* **Task objective**: A word-for-word copy of the entries is needed, and it should contain no images.

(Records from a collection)
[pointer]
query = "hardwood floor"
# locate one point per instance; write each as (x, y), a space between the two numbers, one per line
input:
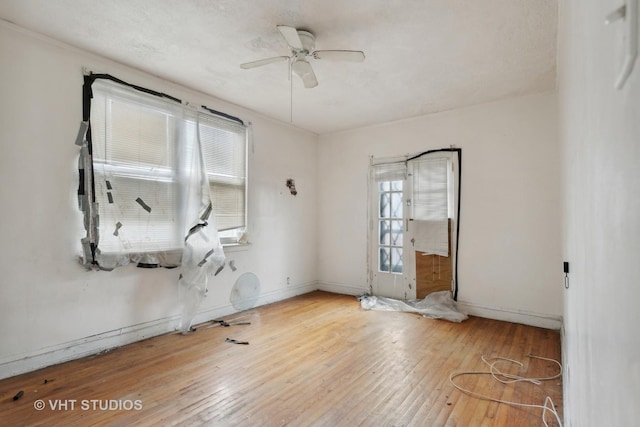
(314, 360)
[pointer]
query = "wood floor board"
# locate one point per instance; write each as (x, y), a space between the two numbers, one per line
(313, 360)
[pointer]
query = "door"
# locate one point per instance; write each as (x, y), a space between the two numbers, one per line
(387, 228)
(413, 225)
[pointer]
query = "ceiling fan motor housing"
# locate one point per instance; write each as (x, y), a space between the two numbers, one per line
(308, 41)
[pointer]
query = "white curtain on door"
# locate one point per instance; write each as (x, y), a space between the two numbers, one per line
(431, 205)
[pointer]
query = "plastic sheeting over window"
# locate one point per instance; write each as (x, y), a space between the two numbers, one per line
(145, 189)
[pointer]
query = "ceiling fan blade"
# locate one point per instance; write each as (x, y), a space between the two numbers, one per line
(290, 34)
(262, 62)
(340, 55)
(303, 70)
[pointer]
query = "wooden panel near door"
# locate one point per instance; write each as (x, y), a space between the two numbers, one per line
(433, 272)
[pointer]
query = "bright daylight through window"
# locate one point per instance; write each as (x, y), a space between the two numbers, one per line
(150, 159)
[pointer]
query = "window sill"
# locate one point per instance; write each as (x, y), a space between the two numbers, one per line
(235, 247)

* **Exercise result**:
[pointer]
query = "hardwood floor"
# locate one point per instance; write each as (x, y), a space between the two numbers, one per line
input:
(314, 360)
[pointer]
query = "wood floor board"
# locate one point per instance; write each as (x, y), a space between the two numbers, one per line
(313, 360)
[pointer]
query = "door"
# locate one point per instance; write each as (x, y), a space between the two numbers, one per line
(387, 228)
(413, 225)
[pointer]
query = "ceiling fan motor housing"
# locate one point per instance; write each as (x, y), a space between the two numbers, one per line
(308, 41)
[pointer]
query = "white curtain on door"
# locate one point per instance; write each as (x, y), a space between the two numbers, one per line
(431, 205)
[pointer]
query = "plastic sheeting over window"
# locate one point per instance; write each as (x, y), a space between the two numbers, one per line
(145, 189)
[pointer]
query = "ceiling fan blade"
# locate one point per instance; write each as (x, y), a space between the two numbers, one per line
(290, 34)
(262, 62)
(340, 55)
(303, 70)
[pointer]
query = "wooden panel near door"
# locate one point per instance; write each as (x, y), a space between the two numbers, one per line
(433, 272)
[pointer]
query = "bright daylight through window"
# locate one point per instance; write each as (x, y), a space between the two numbers, one per line
(150, 159)
[pointer]
query = "window sill"
# locate one point per instance; write each as (x, y), a space between the two numbers, one per line
(235, 247)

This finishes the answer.